▸ Working data
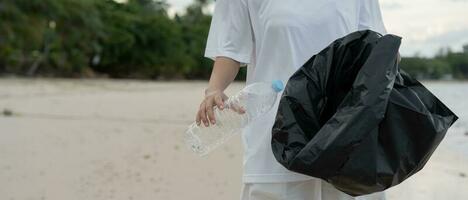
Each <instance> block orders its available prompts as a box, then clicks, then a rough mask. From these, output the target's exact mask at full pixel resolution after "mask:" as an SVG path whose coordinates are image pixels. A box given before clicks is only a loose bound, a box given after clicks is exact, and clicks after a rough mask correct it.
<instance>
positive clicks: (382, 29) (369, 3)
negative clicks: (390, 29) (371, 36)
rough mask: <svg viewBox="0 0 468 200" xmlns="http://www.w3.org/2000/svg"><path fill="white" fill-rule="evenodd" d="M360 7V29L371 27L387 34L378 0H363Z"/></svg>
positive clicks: (358, 28) (365, 28) (386, 30)
mask: <svg viewBox="0 0 468 200" xmlns="http://www.w3.org/2000/svg"><path fill="white" fill-rule="evenodd" d="M360 3H361V5H360V9H359V26H358V29H359V30H366V29H370V30H373V31H376V32H379V33H381V34H383V35H384V34H387V29H386V28H385V24H384V22H383V19H382V12H381V10H380V5H379V1H378V0H361V1H360Z"/></svg>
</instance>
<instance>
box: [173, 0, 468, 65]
mask: <svg viewBox="0 0 468 200" xmlns="http://www.w3.org/2000/svg"><path fill="white" fill-rule="evenodd" d="M364 1H367V0H364ZM167 2H168V3H169V4H170V5H171V6H172V7H171V10H170V12H171V13H175V12H182V11H183V10H184V8H185V7H186V6H188V5H189V4H190V3H192V0H168V1H167ZM380 4H381V8H382V13H383V17H384V21H385V25H386V27H387V30H388V32H390V33H393V34H396V35H399V36H402V37H403V44H402V47H401V52H402V54H403V55H413V54H415V53H416V52H420V53H421V54H422V55H425V56H432V55H434V54H435V53H436V52H437V51H438V50H439V49H440V48H442V47H447V46H450V47H451V48H452V49H454V50H461V47H462V45H463V44H466V43H468V32H467V30H468V20H467V19H468V0H380Z"/></svg>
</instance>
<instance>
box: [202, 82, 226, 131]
mask: <svg viewBox="0 0 468 200" xmlns="http://www.w3.org/2000/svg"><path fill="white" fill-rule="evenodd" d="M226 99H228V97H227V96H226V94H224V92H223V91H221V90H209V89H207V90H205V99H203V101H202V102H201V103H200V107H199V109H198V112H197V117H196V120H195V121H196V123H197V125H198V126H200V123H201V122H203V124H205V126H206V127H208V126H209V125H210V122H211V124H215V123H216V119H215V117H214V112H213V107H214V106H217V107H218V109H220V110H223V109H224V101H225V100H226Z"/></svg>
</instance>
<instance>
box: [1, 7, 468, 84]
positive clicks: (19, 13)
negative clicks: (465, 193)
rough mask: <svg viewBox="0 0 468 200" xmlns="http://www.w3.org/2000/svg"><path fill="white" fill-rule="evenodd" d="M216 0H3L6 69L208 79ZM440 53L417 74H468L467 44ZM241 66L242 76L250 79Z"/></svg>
mask: <svg viewBox="0 0 468 200" xmlns="http://www.w3.org/2000/svg"><path fill="white" fill-rule="evenodd" d="M210 2H211V1H210V0H196V1H194V3H193V4H191V5H190V6H188V7H187V8H186V12H185V13H184V14H182V15H180V14H176V15H175V16H174V17H170V16H169V15H168V13H167V10H168V8H169V6H168V4H167V3H166V1H165V0H128V1H127V2H126V3H117V2H115V1H113V0H2V1H0V19H2V23H0V74H17V75H26V76H60V77H82V76H94V75H96V74H97V75H103V76H109V77H115V78H147V79H161V78H163V79H171V78H188V79H207V78H208V77H209V76H210V74H211V66H212V61H211V60H209V59H207V58H204V56H203V53H204V50H205V42H206V38H207V36H208V30H209V26H210V22H211V16H210V15H207V14H205V13H204V12H203V9H204V8H205V7H206V6H207V4H208V3H210ZM464 49H465V51H464V52H462V53H453V52H450V51H447V52H442V53H440V54H438V55H437V56H436V57H434V58H420V57H406V58H403V60H402V62H401V66H402V67H403V68H404V69H405V70H406V71H408V72H409V73H411V74H413V75H414V76H416V77H418V78H425V79H437V78H445V77H447V75H451V76H453V77H454V78H460V79H467V78H468V46H466V47H465V48H464ZM245 75H246V72H245V68H242V70H241V72H240V75H239V76H238V77H237V78H238V79H244V78H245Z"/></svg>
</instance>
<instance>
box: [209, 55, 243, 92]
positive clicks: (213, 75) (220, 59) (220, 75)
mask: <svg viewBox="0 0 468 200" xmlns="http://www.w3.org/2000/svg"><path fill="white" fill-rule="evenodd" d="M239 68H240V63H239V62H237V61H235V60H233V59H231V58H227V57H217V58H216V60H215V62H214V65H213V70H212V71H211V77H210V81H209V83H208V88H207V89H206V90H205V94H206V93H208V92H210V91H215V90H220V91H224V90H225V89H226V88H227V87H228V86H229V84H230V83H231V82H232V81H234V79H235V78H236V76H237V73H238V72H239Z"/></svg>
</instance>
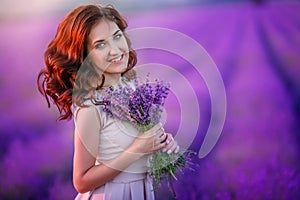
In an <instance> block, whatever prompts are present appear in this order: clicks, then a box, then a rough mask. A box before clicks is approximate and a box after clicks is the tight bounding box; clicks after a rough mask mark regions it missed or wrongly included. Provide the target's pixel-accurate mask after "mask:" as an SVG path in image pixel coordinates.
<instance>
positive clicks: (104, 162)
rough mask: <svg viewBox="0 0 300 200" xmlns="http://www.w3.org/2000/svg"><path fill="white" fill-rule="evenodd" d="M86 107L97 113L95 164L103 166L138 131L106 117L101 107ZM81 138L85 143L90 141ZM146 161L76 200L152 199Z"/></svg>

▸ Request
Swap "rough mask" for "coarse mask" everywhere it appears in the records and give the records again, leaving the pictures out and keeping everything else the same.

▸ Answer space
Each <instance> block orders its available prompts as a box, then clicks, then a coarse mask. From these, output the target's exact mask at full pixel resolution after "mask:" as an SVG path whose coordinates are image pixels. A box given before clicks is only a loose bound, a box given after clicks is exact, and clicks after a coarse mask correct it.
<instance>
positive clicks: (382, 29) (369, 3)
negative clicks: (390, 29) (371, 36)
coarse mask: <svg viewBox="0 0 468 200" xmlns="http://www.w3.org/2000/svg"><path fill="white" fill-rule="evenodd" d="M360 7V29L371 27L387 34L378 0H363Z"/></svg>
positive clicks: (358, 28) (365, 28) (386, 30)
mask: <svg viewBox="0 0 468 200" xmlns="http://www.w3.org/2000/svg"><path fill="white" fill-rule="evenodd" d="M360 3H361V5H360V9H359V26H358V29H359V30H366V29H370V30H373V31H376V32H379V33H381V34H383V35H384V34H387V29H386V28H385V24H384V22H383V19H382V12H381V10H380V5H379V1H378V0H361V1H360Z"/></svg>
</instance>
<instance>
box: [173, 0, 468, 65]
mask: <svg viewBox="0 0 468 200" xmlns="http://www.w3.org/2000/svg"><path fill="white" fill-rule="evenodd" d="M364 1H367V0H364ZM167 2H168V3H169V4H170V5H171V6H172V7H171V10H170V12H171V13H175V12H182V11H183V10H184V8H185V7H186V6H188V5H189V4H190V3H192V0H168V1H167ZM380 4H381V8H382V13H383V17H384V21H385V25H386V27H387V30H388V32H390V33H393V34H396V35H399V36H402V37H403V44H402V47H401V52H402V54H403V55H413V54H415V53H416V52H420V53H421V54H422V55H425V56H432V55H434V54H435V53H436V52H437V51H438V50H439V49H440V48H442V47H447V46H450V47H451V48H452V49H454V50H461V47H462V45H463V44H466V43H468V32H467V30H468V20H467V19H468V0H380Z"/></svg>
</instance>
<instance>
box: [202, 82, 226, 131]
mask: <svg viewBox="0 0 468 200" xmlns="http://www.w3.org/2000/svg"><path fill="white" fill-rule="evenodd" d="M226 99H228V97H227V96H226V94H224V92H223V91H221V90H209V89H207V90H205V99H203V101H202V102H201V103H200V107H199V109H198V112H197V117H196V120H195V121H196V123H197V125H198V126H200V123H201V122H203V124H205V126H206V127H208V126H209V125H210V122H211V124H215V123H216V119H215V117H214V112H213V107H214V106H217V107H218V109H220V110H223V109H224V101H225V100H226Z"/></svg>
</instance>
<instance>
box: [1, 7, 468, 84]
positive clicks: (19, 13)
negative clicks: (465, 193)
coarse mask: <svg viewBox="0 0 468 200" xmlns="http://www.w3.org/2000/svg"><path fill="white" fill-rule="evenodd" d="M216 0H3L6 69L208 79ZM440 53L417 74H468L467 44ZM241 66L242 76L250 79Z"/></svg>
mask: <svg viewBox="0 0 468 200" xmlns="http://www.w3.org/2000/svg"><path fill="white" fill-rule="evenodd" d="M210 2H211V1H210V0H196V1H194V3H193V4H191V5H190V6H188V7H187V8H186V12H185V13H184V14H182V15H180V14H176V15H175V16H174V17H170V16H169V15H168V13H167V10H168V8H169V6H168V4H167V3H166V1H165V0H128V1H127V2H126V3H117V2H115V1H113V0H2V1H0V19H2V23H0V74H17V75H26V76H60V77H82V76H94V75H96V74H97V75H103V76H109V77H115V78H147V79H161V78H163V79H171V78H188V79H207V78H208V77H209V76H210V74H211V66H212V61H211V60H209V59H207V58H204V56H203V53H204V50H205V42H206V38H207V36H208V30H209V26H210V22H211V16H210V15H207V14H205V13H204V12H203V9H204V8H205V7H206V6H207V4H208V3H210ZM464 49H465V51H464V52H462V53H453V52H450V51H447V52H442V53H440V54H438V55H437V56H436V57H434V58H420V57H406V58H403V60H402V62H401V66H402V67H403V68H404V69H405V70H406V71H408V72H409V73H411V74H413V75H414V76H416V77H418V78H425V79H437V78H445V77H447V75H451V76H453V77H454V78H460V79H467V78H468V46H466V47H465V48H464ZM245 75H246V72H245V68H242V70H241V72H240V75H239V76H238V77H237V78H238V79H244V78H245Z"/></svg>
</instance>
<instance>
box: [209, 55, 243, 92]
positive clicks: (213, 75) (220, 59) (220, 75)
mask: <svg viewBox="0 0 468 200" xmlns="http://www.w3.org/2000/svg"><path fill="white" fill-rule="evenodd" d="M239 68H240V63H239V62H237V61H235V60H233V59H231V58H227V57H217V58H216V60H215V62H214V65H213V70H212V71H211V77H210V81H209V83H208V88H207V89H206V90H205V94H206V93H208V92H210V91H215V90H220V91H224V90H225V89H226V88H227V87H228V86H229V84H230V83H231V82H232V81H234V79H235V78H236V76H237V73H238V72H239Z"/></svg>
</instance>
In an <instance> block, whatever prompts are present appear in this order: clicks, then a box, then a coarse mask. A box before clicks is approximate and a box after clicks is the tight bounding box; clicks after a coarse mask mark regions it missed or wrongly included. Provide the target's pixel-accurate mask after "mask:" as an SVG path in image pixel coordinates.
<instance>
positive clicks: (104, 162)
coarse mask: <svg viewBox="0 0 300 200" xmlns="http://www.w3.org/2000/svg"><path fill="white" fill-rule="evenodd" d="M86 107L97 113L95 164L103 166L138 131L106 117L101 107ZM81 138L85 143L90 141ZM146 161L76 200L152 199Z"/></svg>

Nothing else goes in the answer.